Saved data entries:
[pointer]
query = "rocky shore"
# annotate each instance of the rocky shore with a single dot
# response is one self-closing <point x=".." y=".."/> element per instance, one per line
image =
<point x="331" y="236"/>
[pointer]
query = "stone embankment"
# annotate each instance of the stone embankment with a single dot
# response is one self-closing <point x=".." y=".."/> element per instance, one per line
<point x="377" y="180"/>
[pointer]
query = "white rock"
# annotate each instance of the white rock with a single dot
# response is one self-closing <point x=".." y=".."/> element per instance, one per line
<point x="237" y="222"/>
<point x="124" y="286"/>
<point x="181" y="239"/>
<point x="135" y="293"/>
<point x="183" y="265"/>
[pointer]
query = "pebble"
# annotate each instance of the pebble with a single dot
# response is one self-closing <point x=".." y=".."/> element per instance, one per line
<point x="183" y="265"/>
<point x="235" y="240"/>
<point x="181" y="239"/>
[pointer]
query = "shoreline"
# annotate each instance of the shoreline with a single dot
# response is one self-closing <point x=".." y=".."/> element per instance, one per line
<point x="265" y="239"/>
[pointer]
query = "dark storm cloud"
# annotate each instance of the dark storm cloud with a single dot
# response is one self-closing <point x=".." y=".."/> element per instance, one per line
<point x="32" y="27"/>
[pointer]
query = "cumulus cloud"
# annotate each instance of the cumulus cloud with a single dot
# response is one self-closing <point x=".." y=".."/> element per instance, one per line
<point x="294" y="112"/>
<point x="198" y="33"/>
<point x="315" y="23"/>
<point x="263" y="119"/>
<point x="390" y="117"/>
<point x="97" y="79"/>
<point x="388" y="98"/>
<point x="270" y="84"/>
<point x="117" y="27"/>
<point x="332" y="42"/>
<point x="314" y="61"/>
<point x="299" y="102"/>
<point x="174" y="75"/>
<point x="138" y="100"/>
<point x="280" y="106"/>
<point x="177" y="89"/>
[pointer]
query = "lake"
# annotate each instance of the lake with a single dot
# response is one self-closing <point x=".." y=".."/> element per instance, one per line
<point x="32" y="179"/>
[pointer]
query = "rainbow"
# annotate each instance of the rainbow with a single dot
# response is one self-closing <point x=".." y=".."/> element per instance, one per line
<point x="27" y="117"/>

** The problem **
Repeat the entries exactly, all of them.

** Finished exercise **
[pointer]
query = "rocky shore"
# annotate each instance of the rocky shore with a single dot
# response is one self-closing <point x=".." y=".."/> element per instance, one per line
image =
<point x="331" y="236"/>
[pointer]
query = "stone embankment"
# annotate each instance of the stone embankment with a single dot
# response is one self-closing <point x=".." y=".."/> element per instance, one per line
<point x="377" y="180"/>
[pointer]
query = "white rock"
# annotate each instance of the white rock with a single dot
# response is one self-closing <point x=".." y=".."/> element per instance, one per line
<point x="237" y="222"/>
<point x="124" y="286"/>
<point x="181" y="239"/>
<point x="135" y="293"/>
<point x="183" y="265"/>
[pointer]
query = "pebble"
# annotate each instance of the pebble with a single dot
# response is one self-closing <point x=".." y=".."/> element per instance, one per line
<point x="183" y="265"/>
<point x="235" y="240"/>
<point x="181" y="239"/>
[pointer]
query = "shoreline"
# annotate each instance of the shoreline with a single dot
# response is one self-closing <point x=".." y=".."/> element per instance, one per line
<point x="265" y="239"/>
[pointer]
query = "dark storm cloud"
# annotate each instance of the dark storm cloud with a single dot
# response is one self-closing <point x=".." y=".."/> element per instance, one per line
<point x="32" y="27"/>
[pointer]
query = "cumulus cloud"
# annotate each instance of the cumulus cloud with a single dot
# response is one self-closing <point x=".." y=".."/> element per instance, one per line
<point x="294" y="112"/>
<point x="198" y="33"/>
<point x="315" y="23"/>
<point x="263" y="119"/>
<point x="390" y="117"/>
<point x="97" y="79"/>
<point x="388" y="98"/>
<point x="270" y="84"/>
<point x="117" y="27"/>
<point x="332" y="42"/>
<point x="314" y="61"/>
<point x="299" y="102"/>
<point x="174" y="75"/>
<point x="138" y="100"/>
<point x="280" y="106"/>
<point x="177" y="89"/>
[pointer]
query = "lake"
# annotate each instance of the lake with a single dot
# response is one self-closing <point x=".." y=".."/> element per instance, one per line
<point x="32" y="179"/>
[pointer]
query = "rainbow"
# annotate each instance of the rainbow with a single dot
# response is one self-closing <point x=".." y=".."/> element per instance, one per line
<point x="27" y="117"/>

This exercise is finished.